The problem: Quote every line of the material beneath this one.

^^^^^^^^

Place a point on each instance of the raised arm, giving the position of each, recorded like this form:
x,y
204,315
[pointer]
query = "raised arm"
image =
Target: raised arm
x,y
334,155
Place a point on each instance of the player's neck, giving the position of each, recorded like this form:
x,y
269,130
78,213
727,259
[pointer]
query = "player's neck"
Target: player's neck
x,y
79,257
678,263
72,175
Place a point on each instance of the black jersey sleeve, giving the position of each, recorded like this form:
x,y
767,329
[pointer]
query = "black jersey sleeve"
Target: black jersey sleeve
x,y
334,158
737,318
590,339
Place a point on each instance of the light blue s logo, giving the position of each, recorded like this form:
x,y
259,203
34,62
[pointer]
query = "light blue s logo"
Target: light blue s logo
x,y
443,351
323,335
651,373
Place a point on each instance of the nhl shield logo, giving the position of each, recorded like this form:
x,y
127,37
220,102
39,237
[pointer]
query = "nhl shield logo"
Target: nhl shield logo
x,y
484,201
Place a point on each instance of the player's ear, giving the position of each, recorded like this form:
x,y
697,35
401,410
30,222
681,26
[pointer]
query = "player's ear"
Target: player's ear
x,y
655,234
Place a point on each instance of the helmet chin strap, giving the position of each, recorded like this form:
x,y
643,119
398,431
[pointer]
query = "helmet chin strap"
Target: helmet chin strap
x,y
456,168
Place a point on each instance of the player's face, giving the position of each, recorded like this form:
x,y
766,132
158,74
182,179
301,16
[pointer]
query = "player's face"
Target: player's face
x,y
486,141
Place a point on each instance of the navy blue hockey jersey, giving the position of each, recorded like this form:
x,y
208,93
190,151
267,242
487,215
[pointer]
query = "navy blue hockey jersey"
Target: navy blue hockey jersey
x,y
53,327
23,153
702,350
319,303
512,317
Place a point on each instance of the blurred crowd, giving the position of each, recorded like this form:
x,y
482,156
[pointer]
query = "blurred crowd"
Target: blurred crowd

^^^^^^^^

Your response:
Place a point on each instance of the raised arm, giving the position of each, recorded like this form:
x,y
204,315
[pointer]
query = "raised arm"
image =
Target: raised arm
x,y
334,155
Place a point on each instance of the player's neck, giving the position of each, recorded like this form:
x,y
269,130
78,213
727,259
[pointer]
query = "player's neck"
Target: player's neck
x,y
79,257
678,263
72,175
Place a point on each instance of the black jersey sleeve, giving the position of each, recorded like this form:
x,y
767,329
[pointer]
query = "black jersey sleeve"
Target: black jersey sleeve
x,y
334,158
737,318
590,339
Place a point on each instance of the light blue s logo, giving the position of each, recorded like this form:
x,y
259,203
34,62
[pointer]
query = "light blue s logo"
Target: light blue s logo
x,y
443,351
323,335
651,373
Place a point on each instance of the nhl shield logo, giving the position of each, recorded like this form:
x,y
127,37
220,102
39,237
[pointer]
query = "nhl shield logo"
Target: nhl shield logo
x,y
484,201
Place a point on each instance of the player's ear, giving the position of each, recorded like this form:
x,y
697,35
401,410
30,222
681,26
[pointer]
query = "player's ear"
Target: player's ear
x,y
655,234
Place a point on each instance of the helmet chin strap, giving the position of each, recorded like this form:
x,y
643,119
398,431
[pointer]
query = "helmet chin strap"
Target: helmet chin strap
x,y
456,168
Place a point on each instance of the player's face, giving the position of each, recorded like this form:
x,y
766,132
158,74
182,179
301,16
[pointer]
query = "player's face"
Target: player's face
x,y
486,141
Place a point on each instance of the navy blue hockey jersey, giving the position of each, recorded like this form:
x,y
208,93
190,151
267,242
487,215
[pointer]
query = "navy blue hockey jersey"
Target: navy blue hockey jersey
x,y
53,327
23,153
702,350
319,303
512,317
Place a point on each instance of the blurred crowd, giving the position of each, recorded like this form:
x,y
482,156
[pointer]
query = "blurred crowd"
Target: blurred crowd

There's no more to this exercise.